Exercise task:
Edit the listing below by changing every "dropping a marker" to "placing a point" and leaving everything else unchanged.

Dataset items:
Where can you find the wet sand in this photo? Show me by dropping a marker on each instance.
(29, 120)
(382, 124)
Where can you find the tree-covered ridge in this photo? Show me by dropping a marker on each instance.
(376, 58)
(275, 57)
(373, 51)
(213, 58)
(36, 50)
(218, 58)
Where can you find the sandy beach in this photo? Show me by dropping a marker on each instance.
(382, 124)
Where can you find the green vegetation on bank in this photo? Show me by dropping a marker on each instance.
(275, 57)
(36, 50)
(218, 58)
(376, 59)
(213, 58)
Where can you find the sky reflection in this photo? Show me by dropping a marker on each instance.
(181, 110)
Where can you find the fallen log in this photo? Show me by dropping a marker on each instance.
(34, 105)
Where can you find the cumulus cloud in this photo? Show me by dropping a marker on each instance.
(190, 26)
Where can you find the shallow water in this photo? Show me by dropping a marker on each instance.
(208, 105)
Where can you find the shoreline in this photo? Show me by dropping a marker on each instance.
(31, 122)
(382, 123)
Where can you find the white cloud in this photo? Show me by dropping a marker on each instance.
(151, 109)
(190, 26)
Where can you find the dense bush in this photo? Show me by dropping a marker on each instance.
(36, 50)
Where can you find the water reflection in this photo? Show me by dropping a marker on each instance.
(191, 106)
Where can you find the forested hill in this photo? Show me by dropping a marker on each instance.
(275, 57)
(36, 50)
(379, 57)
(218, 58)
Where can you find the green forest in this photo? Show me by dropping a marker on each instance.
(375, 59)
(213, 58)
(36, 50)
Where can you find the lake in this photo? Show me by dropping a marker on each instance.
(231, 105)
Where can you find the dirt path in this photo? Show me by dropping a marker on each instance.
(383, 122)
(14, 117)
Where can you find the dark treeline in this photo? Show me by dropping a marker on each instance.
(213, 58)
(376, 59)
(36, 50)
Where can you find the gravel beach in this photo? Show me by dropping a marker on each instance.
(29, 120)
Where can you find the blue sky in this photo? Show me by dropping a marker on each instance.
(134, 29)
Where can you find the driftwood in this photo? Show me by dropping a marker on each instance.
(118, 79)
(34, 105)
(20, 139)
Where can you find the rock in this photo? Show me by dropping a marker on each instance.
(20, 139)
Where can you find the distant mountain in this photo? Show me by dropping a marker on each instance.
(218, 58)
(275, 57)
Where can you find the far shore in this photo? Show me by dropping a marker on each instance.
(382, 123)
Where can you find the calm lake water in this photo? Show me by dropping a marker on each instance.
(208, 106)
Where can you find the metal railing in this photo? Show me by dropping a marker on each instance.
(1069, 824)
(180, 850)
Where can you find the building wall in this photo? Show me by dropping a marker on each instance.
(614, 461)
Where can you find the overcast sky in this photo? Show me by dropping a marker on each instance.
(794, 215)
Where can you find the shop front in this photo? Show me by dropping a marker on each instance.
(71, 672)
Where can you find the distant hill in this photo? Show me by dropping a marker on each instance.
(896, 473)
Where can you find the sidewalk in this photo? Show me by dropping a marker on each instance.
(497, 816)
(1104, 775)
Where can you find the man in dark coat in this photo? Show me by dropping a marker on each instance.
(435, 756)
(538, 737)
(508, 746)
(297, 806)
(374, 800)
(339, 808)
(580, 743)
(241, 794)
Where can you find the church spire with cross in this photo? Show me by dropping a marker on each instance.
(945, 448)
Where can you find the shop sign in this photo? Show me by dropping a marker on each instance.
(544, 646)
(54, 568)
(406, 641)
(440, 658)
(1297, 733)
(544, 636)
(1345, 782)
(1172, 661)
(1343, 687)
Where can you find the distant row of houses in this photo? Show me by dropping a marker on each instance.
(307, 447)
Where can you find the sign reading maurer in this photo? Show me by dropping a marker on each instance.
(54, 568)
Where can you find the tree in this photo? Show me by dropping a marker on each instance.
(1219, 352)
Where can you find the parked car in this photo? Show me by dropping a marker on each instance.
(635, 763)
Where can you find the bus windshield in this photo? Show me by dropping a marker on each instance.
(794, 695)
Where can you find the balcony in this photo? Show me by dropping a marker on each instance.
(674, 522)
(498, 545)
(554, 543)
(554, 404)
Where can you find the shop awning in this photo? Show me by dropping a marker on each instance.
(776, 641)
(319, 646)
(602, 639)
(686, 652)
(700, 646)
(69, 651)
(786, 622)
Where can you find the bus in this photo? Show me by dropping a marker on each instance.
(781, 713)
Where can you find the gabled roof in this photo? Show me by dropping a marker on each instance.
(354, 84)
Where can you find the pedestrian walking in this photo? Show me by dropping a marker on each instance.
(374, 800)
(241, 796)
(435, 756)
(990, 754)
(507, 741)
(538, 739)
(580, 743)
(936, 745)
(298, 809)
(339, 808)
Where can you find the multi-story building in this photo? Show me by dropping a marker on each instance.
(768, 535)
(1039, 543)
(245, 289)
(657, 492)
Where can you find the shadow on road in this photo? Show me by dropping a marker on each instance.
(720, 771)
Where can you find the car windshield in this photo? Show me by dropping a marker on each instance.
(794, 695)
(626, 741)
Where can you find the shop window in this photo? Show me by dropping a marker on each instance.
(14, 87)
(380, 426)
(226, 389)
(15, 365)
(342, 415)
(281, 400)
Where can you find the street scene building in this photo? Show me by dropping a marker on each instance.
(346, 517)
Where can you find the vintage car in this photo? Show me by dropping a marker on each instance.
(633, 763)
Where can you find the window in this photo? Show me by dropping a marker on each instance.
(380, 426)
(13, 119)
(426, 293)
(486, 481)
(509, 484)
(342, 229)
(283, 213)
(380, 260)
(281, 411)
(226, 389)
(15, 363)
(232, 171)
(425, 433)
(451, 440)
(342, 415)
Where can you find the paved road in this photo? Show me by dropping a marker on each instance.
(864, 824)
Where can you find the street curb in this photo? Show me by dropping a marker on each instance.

Correct answer:
Where can you find the wet sand in this photo? Show me by placing a point on each instance.
(29, 120)
(382, 124)
Where can you find the tree-covered ridge in this photo? Show me by placing a point on each instance.
(376, 58)
(275, 57)
(373, 51)
(213, 58)
(36, 50)
(218, 58)
Where can you find the sandy beach in this photo? Show me by placing a point on each instance.
(382, 124)
Where can you find the green vegetation on bank in this photo? Show me by placing a point on each instance.
(275, 57)
(36, 50)
(218, 58)
(376, 59)
(213, 58)
Where can you find the sky reflection in this photo? Show me by placing a point on each instance.
(181, 110)
Where can you find the fallen log in this photo? Show me by placing a point on each instance.
(34, 105)
Where can you find the cumulus cloud in this photo? Show me by placing a point on each instance.
(190, 26)
Where can you find the shallow water in this photo? Show me by placing a point on each instance.
(208, 105)
Where can you find the shoreline in this photo? Show me by placing a point on each instance.
(31, 122)
(382, 123)
Where can you find the white cloud in this photo? Show me by placing a point on each instance.
(151, 109)
(190, 26)
Where can you find the dense bush in this photo? Show me by placing a point on each instance.
(36, 50)
Where can you find the water reflection in this photo? Show me by placing a point on each instance.
(191, 106)
Where can you find the forested hill in this photo? Show me by placing a point on each instance.
(275, 57)
(36, 50)
(379, 57)
(218, 58)
Where can you find the green forest in this photo? Show me by placing a point on each instance.
(375, 59)
(213, 58)
(36, 50)
Where can you find the lake in this photo? Show me by placing a point on each instance.
(231, 105)
Where can you find the dirt path in this photo? Show me by placing a point on each instance.
(383, 122)
(14, 117)
Where can you find the dark treeline in this photo? Show me by placing a point on each instance.
(213, 58)
(376, 59)
(36, 50)
Where can you find the gravel beach in this photo? Show me by placing a point on each instance.
(29, 120)
Where can you find the blue sky in this photo? Show me by placing a point on each instance.
(134, 29)
Where can you find the driftwood in this photo? Show me by placing a point on each instance.
(118, 79)
(34, 105)
(20, 139)
Where can you find the rock in this photo? Show me by placing a point on each instance.
(20, 139)
Where can you find the distant mountain in this photo? Show me by placing a point on each instance.
(218, 58)
(275, 57)
Where can you find the far shore in this photo? Show me by placing a point on each instance.
(382, 123)
Where can you find the calm lake water in this photo? Show me by placing a point on each instance.
(208, 106)
Where can you find the metal railing in this photo? Show me by placing a point on each instance.
(1069, 824)
(180, 850)
Where can you find the building wall in this photo? Show me by placing a point on each instance.
(614, 461)
Where can you find the overcast sky in this photo? Show me by placing a point on each instance.
(794, 215)
Where can you find the shop front in this photo? Show me by placing a point on each instance.
(71, 672)
Where can you find the distant hill in this photo? Show me by placing a point on each instance.
(896, 473)
Where can you find the sidewalk in this photo? Show me by placing a point on each instance.
(497, 816)
(1104, 775)
Where can you find the man in dark coat in this photo? Show me by placing a point on each instance.
(435, 756)
(538, 737)
(508, 746)
(297, 806)
(374, 800)
(339, 808)
(580, 743)
(241, 794)
Where can you find the church spire with cross in this photo? Show me by placing a point on each instance.
(945, 448)
Where can you find the shop sign in this photo? Show me by placing a point on each instance.
(544, 646)
(54, 568)
(406, 641)
(440, 658)
(1297, 733)
(544, 636)
(1345, 782)
(1172, 661)
(1343, 687)
Where can you find the distant row of houses in this photo? Show me by placing a point on each instance.
(307, 447)
Where can you find the sign reading maurer in this photo? Show me by placing a point on each instance.
(54, 568)
Where can you find the tree in this photo? Show me by placing a point on each instance.
(1219, 352)
Where can you find the parked car in this photo? Show me by placing a point on each instance.
(635, 763)
Where can you find the bus windshield in this photo? Show me by placing a point on each instance.
(794, 695)
Where can you find the balcony in this photo? Show me by placing a point on each instance.
(674, 522)
(498, 545)
(554, 543)
(554, 404)
Where can you find the shop awning in this photo? Show me by placing a point on each instance.
(776, 641)
(319, 646)
(602, 639)
(686, 652)
(700, 646)
(69, 651)
(786, 622)
Where can you find the bus in this photo? Show me by placing a point on each instance.
(781, 713)
Where can you find the gabled roof in this photo? Show me by placing a point on each instance.
(354, 84)
Where can you find the pedestrian walking in this photo? Show me by placing a point on each instance.
(374, 800)
(241, 796)
(435, 756)
(990, 754)
(507, 741)
(538, 739)
(580, 743)
(936, 745)
(298, 809)
(339, 808)
Where can you find the multi-story building in this photo? Show me by placing a point on each instance.
(768, 535)
(1039, 543)
(245, 289)
(657, 492)
Where can you find the shadow on road in this photo? Show me by placing a point on each instance.
(720, 771)
Where can you find the car windshield in this photo? Show me by placing a point on each instance.
(794, 695)
(626, 741)
Where can you find the shop window in this photo? Show me by placing a point on each instance.
(14, 87)
(380, 426)
(226, 389)
(15, 365)
(342, 415)
(281, 400)
Where can you find the street scene building in this photo? Show me by placing a point on each instance.
(346, 517)
Where can you find the vintage car in this photo? Show me by placing a point on each instance.
(633, 763)
Where can you find the window in this photo? Show me by placing a point on each instance.
(380, 426)
(13, 119)
(426, 293)
(486, 481)
(509, 484)
(342, 229)
(283, 213)
(380, 260)
(281, 411)
(226, 389)
(15, 363)
(232, 171)
(425, 433)
(451, 440)
(342, 415)
Where can you find the paved road in this photo? Show me by placing a point on each instance.
(864, 824)
Where can you find the street curb in this photo? Show me by placing a point on each instance.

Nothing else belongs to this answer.